■ Document text:
※ ※ ※
IBM’s acquisition of Promontory Financial Group will help Big Blue advance its compliance offerings.
IBM is acquiring risk management and regulatory compliance consulting company Promontory Financial Group, and will be adapting the IBM Watson cognitive capabilities — the natural language processing and machine learning — to regulatory compliance.
In fact, IBM hopes to replicate for compliance the IBM Watson capabilities that have been applied to clinical medical data, research, and guidelines training. Essentially, the Watson system helps uncover insights from large amounts of unstructured data. This could prove useful when applied to “directly address the massive operational effort and manual cost of escalating regulation and risk management requirements,” IBM officials say.
Promontory will accelerate IBM’s development and machine training of cognitive solutions for risk and compliance, officials say.
“This includes solutions for tracking constantly changing regulatory obligations, expectations and control requirements, as well as solutions that address specific compliance needs, such as financial risk modeling, surveillance, anti-money laundering (AML) and Know Your Customer (KYC),” IBM officials add.
The Promontory-IBM-Watson collaboration will extend IBM’s consulting and services offerings to “help clients dramatically reduce the cost of regulatory compliance.”
IBM plans to have the “nearly 600” Promontory employees “apply their expertise to train Watson as part of our first major offering of Watson Financial Services,” a spokesperson says in response to questions from FTF News. “The fact is more than 20,000 new regulatory requirements were created last year alone, and the complete catalog of regulations is projected to exceed 300 million pages by 2020. The savings could be significant if we applied Watson to the problem, given the cost of managing the regulatory environment represents today more than 10 percent of all operational spending of major banks – or more than $270 billion per year.”
The machine-learning aspects of Watson will enable the system to “continuously” take in regulatory information “as it is created and through interaction in real-world applications,” IBM officials say. “And knowing more means the professionals will be able to see markets more clearly and remove risk.”
※ ※ ※
■ Supplied material:
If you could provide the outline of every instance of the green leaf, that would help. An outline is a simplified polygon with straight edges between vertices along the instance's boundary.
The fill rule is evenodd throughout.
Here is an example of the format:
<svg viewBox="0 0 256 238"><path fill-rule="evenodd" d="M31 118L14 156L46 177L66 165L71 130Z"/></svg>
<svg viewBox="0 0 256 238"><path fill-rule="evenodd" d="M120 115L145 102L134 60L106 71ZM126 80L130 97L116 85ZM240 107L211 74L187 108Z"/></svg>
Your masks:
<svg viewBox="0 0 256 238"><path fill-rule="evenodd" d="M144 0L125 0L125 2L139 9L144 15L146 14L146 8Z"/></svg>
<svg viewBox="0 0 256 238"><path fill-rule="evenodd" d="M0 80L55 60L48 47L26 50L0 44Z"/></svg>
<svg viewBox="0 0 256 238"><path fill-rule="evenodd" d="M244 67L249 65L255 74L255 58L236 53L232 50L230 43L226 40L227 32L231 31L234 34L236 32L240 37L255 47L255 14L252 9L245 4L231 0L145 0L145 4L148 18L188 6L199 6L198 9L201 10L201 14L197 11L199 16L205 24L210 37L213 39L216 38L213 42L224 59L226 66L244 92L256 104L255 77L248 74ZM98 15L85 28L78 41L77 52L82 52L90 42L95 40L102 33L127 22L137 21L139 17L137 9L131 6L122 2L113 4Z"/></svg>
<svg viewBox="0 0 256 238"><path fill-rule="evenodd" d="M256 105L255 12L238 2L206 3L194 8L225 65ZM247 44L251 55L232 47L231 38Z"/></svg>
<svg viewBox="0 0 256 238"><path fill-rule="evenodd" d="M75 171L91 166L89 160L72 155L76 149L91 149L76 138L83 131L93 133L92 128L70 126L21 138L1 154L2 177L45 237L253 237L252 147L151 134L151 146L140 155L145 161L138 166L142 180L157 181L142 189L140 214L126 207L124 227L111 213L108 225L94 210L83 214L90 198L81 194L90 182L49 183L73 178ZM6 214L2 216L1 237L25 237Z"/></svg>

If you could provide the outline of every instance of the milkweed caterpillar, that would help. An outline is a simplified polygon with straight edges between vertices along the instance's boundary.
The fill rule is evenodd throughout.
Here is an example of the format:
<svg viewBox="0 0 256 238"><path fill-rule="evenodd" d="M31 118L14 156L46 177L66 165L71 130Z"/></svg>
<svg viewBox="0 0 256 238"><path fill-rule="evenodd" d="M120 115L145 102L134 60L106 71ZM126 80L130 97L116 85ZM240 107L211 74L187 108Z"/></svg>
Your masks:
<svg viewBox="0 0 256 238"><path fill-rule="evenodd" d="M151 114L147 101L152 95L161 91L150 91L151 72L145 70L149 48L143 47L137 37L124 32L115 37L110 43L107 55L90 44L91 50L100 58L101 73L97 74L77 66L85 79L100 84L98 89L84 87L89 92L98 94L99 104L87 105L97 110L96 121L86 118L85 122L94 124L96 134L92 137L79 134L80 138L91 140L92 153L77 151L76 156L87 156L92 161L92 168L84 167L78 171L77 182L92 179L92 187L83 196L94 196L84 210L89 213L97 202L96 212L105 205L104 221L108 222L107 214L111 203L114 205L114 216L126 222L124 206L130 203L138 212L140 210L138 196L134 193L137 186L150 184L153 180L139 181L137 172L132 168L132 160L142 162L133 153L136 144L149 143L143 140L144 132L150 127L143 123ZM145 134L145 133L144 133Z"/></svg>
※ ※ ※
■ What is required: Reproduce the passage of the IBM acquisition article above that lies between "IBM is acquiring" and "compliance, officials say.", inclusive, without changing any wording or punctuation.

■ Result:
IBM is acquiring risk management and regulatory compliance consulting company Promontory Financial Group, and will be adapting the IBM Watson cognitive capabilities — the natural language processing and machine learning — to regulatory compliance.
In fact, IBM hopes to replicate for compliance the IBM Watson capabilities that have been applied to clinical medical data, research, and guidelines training. Essentially, the Watson system helps uncover insights from large amounts of unstructured data. This could prove useful when applied to “directly address the massive operational effort and manual cost of escalating regulation and risk management requirements,” IBM officials say.
Promontory will accelerate IBM’s development and machine training of cognitive solutions for risk and compliance, officials say.